> Work instructions
Search the material for the string "blue", then return every line where it is found.

> Records provided
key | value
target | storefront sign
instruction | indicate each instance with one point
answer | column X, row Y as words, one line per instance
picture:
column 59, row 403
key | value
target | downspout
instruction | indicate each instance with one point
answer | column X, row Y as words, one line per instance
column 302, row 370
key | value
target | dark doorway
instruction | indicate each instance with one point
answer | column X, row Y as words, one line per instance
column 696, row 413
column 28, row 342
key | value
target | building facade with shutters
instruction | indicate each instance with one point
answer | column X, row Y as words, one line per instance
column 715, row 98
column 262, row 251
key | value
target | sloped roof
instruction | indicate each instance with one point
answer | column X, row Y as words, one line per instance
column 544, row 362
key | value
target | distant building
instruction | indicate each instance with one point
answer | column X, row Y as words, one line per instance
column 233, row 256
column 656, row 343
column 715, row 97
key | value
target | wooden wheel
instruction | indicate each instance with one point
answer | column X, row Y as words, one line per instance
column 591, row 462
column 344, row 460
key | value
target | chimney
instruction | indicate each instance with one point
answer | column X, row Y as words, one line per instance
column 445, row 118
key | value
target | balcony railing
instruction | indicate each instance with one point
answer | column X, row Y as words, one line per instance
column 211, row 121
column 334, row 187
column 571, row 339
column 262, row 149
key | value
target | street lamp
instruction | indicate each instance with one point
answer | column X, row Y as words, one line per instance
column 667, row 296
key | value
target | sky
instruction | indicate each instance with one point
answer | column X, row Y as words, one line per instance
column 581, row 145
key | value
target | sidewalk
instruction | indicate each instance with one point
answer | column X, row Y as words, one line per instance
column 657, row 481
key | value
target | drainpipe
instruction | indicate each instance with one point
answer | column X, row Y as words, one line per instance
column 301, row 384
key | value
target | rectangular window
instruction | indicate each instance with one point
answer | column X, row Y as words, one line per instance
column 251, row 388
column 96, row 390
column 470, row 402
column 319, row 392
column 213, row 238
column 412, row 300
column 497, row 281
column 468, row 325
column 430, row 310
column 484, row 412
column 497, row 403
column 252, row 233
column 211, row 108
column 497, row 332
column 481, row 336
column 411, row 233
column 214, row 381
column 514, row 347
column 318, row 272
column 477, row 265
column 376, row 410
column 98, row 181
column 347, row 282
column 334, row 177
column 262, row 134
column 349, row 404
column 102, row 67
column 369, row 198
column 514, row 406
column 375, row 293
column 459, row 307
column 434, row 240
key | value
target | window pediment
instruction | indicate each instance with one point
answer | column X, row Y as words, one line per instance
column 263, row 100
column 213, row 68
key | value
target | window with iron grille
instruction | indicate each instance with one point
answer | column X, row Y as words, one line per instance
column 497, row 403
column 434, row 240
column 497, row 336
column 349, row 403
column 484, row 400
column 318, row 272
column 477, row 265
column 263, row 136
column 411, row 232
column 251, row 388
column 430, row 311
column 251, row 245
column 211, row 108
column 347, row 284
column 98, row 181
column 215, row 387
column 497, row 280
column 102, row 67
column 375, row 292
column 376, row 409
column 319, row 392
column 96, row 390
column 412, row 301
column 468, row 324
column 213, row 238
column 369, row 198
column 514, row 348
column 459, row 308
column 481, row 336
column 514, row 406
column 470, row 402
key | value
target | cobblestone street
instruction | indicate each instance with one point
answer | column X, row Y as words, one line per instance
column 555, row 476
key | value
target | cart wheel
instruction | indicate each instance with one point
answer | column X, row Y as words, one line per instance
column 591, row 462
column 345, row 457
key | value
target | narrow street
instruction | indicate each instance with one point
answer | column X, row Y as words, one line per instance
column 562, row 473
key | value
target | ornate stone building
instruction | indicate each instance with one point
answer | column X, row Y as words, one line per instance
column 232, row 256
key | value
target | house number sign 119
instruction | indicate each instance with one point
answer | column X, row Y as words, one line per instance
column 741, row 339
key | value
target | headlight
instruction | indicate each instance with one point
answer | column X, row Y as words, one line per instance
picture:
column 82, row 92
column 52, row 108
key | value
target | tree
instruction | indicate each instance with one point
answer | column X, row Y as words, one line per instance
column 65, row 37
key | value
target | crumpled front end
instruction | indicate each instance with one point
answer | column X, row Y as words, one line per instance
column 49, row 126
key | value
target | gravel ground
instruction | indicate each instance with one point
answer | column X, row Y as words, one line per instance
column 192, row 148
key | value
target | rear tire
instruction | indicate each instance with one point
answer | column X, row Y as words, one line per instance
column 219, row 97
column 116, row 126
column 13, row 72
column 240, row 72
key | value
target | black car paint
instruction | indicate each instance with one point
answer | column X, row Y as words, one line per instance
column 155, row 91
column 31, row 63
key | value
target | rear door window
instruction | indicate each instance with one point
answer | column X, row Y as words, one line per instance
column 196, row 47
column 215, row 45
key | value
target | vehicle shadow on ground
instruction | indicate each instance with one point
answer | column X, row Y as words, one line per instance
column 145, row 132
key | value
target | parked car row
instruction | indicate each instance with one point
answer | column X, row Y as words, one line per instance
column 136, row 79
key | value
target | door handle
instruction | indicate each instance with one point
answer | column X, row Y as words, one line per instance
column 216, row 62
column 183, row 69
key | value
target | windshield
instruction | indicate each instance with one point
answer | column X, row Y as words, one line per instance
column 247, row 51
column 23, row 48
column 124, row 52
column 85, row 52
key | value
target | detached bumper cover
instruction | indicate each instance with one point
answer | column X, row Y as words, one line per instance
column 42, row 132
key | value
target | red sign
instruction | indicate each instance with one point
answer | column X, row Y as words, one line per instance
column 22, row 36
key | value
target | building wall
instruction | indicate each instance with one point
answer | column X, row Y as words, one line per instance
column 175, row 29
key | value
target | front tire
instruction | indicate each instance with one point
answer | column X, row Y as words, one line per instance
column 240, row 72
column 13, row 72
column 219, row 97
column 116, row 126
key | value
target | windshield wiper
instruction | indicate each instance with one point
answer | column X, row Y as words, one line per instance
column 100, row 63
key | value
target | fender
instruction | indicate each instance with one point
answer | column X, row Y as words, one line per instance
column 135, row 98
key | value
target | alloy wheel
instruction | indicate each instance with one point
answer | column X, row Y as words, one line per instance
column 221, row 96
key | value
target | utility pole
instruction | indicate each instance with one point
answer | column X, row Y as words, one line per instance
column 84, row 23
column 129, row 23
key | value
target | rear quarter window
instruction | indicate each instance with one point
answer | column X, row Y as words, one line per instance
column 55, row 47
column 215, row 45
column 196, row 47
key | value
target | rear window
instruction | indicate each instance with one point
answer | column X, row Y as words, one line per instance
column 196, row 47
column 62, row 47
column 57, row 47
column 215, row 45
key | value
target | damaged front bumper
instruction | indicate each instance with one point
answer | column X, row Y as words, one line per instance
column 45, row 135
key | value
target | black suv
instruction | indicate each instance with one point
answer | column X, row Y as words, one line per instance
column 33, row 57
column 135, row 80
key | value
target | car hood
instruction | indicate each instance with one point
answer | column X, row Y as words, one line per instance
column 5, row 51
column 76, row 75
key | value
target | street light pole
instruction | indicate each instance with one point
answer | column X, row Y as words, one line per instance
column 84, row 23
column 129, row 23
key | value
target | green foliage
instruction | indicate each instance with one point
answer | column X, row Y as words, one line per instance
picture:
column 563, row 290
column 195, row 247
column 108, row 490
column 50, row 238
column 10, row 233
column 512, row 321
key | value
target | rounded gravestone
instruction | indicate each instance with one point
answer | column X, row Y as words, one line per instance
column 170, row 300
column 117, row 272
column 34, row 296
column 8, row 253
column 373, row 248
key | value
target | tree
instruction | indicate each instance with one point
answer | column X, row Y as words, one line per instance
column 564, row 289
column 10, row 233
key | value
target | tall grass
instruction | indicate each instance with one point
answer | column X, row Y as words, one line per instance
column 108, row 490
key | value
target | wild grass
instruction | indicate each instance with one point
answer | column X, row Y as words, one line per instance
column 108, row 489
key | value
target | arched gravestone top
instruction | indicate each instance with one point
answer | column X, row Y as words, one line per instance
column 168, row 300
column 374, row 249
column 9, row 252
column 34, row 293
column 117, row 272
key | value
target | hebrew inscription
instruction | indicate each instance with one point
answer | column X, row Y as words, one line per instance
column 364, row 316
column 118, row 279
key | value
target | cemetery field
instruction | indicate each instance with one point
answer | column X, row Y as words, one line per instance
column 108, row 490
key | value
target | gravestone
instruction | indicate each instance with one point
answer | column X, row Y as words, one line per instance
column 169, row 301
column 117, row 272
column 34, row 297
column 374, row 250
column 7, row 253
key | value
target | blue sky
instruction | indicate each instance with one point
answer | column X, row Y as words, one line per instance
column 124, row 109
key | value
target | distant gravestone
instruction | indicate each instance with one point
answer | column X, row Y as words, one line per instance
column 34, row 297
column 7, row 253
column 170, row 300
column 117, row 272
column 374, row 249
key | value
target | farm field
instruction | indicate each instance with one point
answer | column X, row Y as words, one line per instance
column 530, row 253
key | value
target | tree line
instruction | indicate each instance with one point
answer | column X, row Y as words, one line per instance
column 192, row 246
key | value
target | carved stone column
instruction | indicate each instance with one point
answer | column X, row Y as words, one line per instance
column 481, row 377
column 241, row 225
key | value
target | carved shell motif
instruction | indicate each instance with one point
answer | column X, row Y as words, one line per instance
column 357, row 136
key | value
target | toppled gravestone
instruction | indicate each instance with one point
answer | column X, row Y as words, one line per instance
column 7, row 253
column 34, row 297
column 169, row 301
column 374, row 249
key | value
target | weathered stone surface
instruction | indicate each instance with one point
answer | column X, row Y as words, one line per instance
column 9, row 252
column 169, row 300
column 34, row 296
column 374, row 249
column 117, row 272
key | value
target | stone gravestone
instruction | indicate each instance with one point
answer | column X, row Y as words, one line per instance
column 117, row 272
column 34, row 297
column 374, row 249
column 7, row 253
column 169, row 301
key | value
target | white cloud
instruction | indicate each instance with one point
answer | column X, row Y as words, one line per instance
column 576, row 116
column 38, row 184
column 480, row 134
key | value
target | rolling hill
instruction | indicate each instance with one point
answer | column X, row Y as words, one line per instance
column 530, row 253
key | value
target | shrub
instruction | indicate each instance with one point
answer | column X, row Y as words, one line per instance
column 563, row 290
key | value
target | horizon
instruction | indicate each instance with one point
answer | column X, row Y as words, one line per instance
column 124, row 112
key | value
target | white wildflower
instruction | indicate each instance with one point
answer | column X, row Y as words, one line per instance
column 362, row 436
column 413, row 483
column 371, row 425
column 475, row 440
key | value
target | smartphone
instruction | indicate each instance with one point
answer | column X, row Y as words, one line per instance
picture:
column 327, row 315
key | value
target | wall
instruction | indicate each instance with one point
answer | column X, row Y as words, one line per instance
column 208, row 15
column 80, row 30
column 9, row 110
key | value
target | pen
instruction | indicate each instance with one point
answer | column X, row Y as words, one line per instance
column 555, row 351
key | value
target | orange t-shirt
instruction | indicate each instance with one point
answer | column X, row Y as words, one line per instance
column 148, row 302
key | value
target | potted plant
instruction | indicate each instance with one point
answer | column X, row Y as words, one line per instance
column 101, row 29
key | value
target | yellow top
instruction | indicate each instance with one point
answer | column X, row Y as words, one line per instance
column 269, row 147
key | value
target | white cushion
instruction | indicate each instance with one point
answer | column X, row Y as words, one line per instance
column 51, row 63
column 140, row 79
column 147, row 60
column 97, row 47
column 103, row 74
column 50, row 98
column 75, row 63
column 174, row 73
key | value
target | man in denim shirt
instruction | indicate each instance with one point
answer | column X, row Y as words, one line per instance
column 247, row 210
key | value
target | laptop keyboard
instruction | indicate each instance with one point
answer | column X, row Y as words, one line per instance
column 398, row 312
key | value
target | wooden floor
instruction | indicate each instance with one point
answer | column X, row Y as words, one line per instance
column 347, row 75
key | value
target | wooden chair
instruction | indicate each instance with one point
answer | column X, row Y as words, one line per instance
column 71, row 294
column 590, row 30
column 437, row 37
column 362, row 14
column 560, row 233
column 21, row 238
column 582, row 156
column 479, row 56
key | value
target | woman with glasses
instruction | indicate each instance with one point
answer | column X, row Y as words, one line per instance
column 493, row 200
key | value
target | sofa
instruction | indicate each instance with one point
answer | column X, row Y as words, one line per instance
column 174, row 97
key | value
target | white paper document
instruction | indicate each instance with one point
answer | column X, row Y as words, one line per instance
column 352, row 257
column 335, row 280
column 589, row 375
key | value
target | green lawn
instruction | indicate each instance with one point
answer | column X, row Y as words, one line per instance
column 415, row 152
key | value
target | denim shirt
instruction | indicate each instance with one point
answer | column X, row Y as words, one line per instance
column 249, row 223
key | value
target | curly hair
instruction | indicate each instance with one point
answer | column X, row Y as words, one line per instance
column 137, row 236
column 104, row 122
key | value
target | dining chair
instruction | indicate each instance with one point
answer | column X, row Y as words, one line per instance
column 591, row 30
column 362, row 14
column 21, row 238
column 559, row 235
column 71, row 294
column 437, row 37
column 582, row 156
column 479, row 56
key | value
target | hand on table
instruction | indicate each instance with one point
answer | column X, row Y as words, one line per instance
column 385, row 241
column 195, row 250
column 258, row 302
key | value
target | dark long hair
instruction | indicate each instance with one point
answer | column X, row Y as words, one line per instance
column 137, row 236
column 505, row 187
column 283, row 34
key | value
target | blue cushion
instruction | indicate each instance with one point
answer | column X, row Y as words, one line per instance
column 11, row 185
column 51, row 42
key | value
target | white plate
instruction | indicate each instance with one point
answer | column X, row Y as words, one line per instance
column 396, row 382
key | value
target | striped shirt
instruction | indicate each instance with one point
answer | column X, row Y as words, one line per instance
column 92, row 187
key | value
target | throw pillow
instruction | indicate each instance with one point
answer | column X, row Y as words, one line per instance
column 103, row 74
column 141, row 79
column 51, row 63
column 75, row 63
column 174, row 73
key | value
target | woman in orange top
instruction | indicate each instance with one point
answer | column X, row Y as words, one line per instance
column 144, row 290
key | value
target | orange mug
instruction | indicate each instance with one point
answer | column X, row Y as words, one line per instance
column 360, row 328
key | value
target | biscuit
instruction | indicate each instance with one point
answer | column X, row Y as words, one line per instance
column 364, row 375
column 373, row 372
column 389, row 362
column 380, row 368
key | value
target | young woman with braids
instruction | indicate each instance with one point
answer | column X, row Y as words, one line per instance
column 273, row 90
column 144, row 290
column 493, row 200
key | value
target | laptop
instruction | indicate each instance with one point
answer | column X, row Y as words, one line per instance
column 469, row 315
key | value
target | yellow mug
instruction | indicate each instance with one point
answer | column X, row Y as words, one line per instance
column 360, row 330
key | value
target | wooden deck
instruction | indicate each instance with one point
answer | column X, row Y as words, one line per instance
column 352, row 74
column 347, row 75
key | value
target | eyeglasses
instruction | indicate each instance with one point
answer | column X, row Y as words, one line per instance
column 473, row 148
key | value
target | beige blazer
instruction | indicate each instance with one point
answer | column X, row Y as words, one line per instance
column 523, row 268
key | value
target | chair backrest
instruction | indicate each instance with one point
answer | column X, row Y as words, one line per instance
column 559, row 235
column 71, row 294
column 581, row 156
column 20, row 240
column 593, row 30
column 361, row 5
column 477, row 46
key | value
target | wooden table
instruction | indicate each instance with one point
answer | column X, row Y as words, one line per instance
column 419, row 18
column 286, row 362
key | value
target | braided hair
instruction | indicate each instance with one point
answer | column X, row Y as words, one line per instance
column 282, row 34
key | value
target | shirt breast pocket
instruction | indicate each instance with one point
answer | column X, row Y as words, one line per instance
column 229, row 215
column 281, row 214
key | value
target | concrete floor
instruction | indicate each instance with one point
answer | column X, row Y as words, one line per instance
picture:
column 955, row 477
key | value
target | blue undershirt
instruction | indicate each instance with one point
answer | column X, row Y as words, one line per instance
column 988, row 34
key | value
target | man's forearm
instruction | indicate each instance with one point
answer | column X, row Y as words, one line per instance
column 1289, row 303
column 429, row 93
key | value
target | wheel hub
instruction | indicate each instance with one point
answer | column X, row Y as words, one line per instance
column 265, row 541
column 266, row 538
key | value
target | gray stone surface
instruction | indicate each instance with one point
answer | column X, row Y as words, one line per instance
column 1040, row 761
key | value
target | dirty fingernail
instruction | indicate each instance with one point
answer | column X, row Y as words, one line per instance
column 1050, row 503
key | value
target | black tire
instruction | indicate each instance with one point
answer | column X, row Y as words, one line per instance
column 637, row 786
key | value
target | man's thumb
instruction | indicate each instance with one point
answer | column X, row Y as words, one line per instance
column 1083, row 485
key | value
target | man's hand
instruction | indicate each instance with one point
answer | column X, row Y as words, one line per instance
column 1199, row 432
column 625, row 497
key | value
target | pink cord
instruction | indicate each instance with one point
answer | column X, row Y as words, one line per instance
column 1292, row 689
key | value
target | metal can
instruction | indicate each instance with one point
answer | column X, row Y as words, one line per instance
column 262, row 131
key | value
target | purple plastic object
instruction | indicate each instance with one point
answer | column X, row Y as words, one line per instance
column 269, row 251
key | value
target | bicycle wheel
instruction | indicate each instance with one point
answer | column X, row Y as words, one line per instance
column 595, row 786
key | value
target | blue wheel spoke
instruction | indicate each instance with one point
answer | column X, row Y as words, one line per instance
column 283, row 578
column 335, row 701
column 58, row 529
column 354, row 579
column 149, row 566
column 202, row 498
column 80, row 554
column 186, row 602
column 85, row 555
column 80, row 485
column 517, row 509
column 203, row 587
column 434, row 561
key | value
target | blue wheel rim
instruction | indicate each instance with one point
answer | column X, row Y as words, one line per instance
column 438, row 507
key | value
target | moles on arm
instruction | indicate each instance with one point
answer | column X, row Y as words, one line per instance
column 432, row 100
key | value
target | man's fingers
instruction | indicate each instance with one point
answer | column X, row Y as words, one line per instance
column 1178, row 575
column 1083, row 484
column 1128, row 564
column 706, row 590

> Output of the exercise
target | blue sky
target | blue cushion
target | blue undershirt
target | blue wheel spoke
target | blue wheel rim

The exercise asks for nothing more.